§ OBJECTIF DE L'EXERCICE
Reproduisez sans aucun changement, dans les items ci-dessous, les lignes qui vont de celle contenant « of the grass » jusqu'à celle contenant « column 63, row 170 », ces deux lignes comprises.

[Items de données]
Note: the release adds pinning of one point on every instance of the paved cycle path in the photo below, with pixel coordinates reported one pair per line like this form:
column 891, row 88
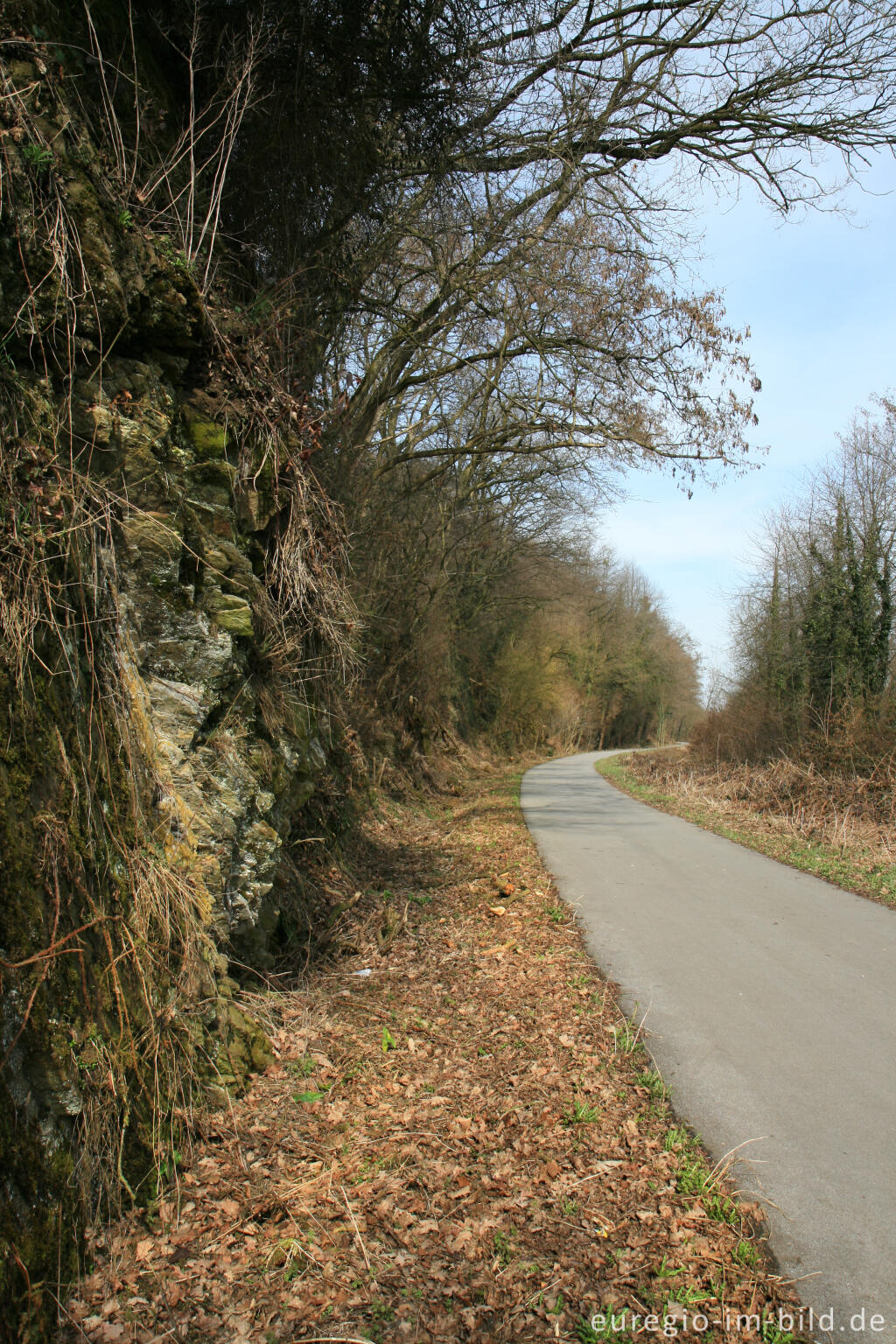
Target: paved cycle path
column 771, row 1015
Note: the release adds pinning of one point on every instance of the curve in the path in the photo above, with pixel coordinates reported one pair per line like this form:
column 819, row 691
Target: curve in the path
column 771, row 1013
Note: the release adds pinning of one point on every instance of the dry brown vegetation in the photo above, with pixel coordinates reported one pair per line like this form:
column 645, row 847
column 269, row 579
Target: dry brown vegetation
column 465, row 1143
column 837, row 824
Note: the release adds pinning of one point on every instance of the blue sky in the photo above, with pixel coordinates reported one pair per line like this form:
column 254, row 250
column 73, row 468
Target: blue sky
column 818, row 295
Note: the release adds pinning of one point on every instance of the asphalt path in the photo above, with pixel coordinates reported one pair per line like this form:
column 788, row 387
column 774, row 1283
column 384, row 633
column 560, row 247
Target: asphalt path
column 771, row 1013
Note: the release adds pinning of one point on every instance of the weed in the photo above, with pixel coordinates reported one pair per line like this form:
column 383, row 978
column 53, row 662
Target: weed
column 502, row 1248
column 690, row 1296
column 695, row 1178
column 676, row 1138
column 38, row 158
column 626, row 1040
column 747, row 1254
column 586, row 1334
column 303, row 1068
column 582, row 1115
column 773, row 1334
column 665, row 1271
column 652, row 1080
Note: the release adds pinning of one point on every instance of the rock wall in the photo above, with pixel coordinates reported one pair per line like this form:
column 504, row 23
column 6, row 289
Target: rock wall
column 160, row 746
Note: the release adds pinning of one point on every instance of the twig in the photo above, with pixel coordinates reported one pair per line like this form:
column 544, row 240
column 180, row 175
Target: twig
column 358, row 1233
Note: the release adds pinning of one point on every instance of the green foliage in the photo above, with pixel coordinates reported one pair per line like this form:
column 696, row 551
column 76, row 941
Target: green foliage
column 38, row 158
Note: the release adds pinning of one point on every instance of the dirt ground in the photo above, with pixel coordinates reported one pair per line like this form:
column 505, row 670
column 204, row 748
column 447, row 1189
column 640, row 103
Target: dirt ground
column 461, row 1138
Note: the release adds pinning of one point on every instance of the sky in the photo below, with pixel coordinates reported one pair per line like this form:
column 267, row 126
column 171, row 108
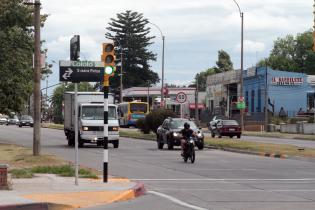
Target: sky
column 194, row 30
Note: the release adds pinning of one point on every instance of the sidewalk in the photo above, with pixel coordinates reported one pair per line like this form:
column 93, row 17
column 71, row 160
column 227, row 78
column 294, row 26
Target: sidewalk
column 48, row 191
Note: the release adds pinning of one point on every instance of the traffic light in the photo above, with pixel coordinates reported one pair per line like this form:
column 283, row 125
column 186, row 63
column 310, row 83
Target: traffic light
column 108, row 57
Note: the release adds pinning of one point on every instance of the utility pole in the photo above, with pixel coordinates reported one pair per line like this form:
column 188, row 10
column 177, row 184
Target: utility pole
column 266, row 99
column 196, row 102
column 37, row 76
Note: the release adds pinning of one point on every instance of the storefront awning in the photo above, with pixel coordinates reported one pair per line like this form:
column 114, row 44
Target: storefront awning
column 200, row 106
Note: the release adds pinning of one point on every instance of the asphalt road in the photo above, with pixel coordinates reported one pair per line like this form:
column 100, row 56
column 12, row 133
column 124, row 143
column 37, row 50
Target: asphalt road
column 217, row 180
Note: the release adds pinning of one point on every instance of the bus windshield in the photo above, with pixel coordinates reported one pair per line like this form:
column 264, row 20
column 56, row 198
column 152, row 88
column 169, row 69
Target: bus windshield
column 97, row 113
column 138, row 108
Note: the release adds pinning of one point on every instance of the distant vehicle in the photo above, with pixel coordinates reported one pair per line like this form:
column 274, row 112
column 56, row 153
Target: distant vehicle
column 226, row 128
column 169, row 133
column 3, row 120
column 214, row 121
column 130, row 112
column 26, row 120
column 13, row 120
column 91, row 119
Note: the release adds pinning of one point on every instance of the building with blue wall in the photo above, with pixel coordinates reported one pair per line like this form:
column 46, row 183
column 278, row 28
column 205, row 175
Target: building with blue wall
column 289, row 90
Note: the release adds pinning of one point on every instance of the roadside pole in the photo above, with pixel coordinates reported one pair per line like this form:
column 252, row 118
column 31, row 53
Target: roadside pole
column 76, row 133
column 105, row 158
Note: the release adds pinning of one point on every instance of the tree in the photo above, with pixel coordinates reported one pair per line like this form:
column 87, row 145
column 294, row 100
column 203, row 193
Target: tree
column 57, row 98
column 292, row 53
column 131, row 31
column 224, row 64
column 16, row 49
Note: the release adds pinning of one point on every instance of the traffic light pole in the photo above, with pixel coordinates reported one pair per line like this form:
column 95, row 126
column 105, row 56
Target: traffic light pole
column 105, row 158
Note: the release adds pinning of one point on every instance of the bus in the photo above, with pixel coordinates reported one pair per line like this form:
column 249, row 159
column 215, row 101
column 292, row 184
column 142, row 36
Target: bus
column 130, row 112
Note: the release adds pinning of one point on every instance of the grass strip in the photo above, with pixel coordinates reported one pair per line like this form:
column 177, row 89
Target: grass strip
column 63, row 170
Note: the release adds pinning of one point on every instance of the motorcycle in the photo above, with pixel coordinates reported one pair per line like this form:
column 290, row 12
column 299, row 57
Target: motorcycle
column 189, row 150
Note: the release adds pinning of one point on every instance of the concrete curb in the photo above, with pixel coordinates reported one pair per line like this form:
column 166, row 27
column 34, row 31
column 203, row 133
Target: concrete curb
column 281, row 156
column 36, row 206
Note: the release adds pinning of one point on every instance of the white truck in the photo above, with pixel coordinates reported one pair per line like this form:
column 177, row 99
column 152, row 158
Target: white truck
column 90, row 119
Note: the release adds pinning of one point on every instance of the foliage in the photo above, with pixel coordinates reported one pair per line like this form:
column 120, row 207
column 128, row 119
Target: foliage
column 57, row 98
column 16, row 49
column 155, row 118
column 130, row 34
column 224, row 64
column 292, row 53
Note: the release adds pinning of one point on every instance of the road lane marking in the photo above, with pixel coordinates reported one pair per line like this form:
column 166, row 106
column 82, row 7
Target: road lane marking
column 305, row 179
column 175, row 200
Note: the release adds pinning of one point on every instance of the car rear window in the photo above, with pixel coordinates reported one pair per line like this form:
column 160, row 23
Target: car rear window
column 230, row 122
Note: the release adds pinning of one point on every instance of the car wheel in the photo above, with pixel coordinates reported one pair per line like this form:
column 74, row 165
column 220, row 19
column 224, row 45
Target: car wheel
column 170, row 145
column 200, row 146
column 159, row 143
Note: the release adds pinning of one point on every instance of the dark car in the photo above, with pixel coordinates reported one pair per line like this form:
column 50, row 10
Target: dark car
column 13, row 120
column 226, row 128
column 26, row 120
column 169, row 133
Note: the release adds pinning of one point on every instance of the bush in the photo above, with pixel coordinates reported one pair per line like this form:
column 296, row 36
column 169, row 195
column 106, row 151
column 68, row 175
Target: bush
column 154, row 119
column 143, row 127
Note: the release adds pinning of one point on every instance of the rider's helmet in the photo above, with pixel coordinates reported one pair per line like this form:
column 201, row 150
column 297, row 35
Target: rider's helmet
column 186, row 125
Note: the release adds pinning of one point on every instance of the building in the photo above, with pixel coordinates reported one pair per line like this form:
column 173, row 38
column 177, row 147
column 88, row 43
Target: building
column 153, row 95
column 290, row 90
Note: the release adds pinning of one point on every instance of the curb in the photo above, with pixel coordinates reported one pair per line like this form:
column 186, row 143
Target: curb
column 35, row 206
column 281, row 156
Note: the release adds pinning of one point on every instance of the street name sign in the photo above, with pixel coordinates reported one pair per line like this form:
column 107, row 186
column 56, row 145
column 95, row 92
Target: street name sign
column 81, row 71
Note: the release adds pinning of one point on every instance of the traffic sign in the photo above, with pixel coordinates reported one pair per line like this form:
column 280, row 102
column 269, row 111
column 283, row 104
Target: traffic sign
column 181, row 97
column 81, row 71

§ CORRIGÉ
Note: the release adds pinning of one point on every instance of the grass strip in the photo above, with pixel coordinates reported one pair per line like this form:
column 177, row 89
Target: grass strip
column 63, row 170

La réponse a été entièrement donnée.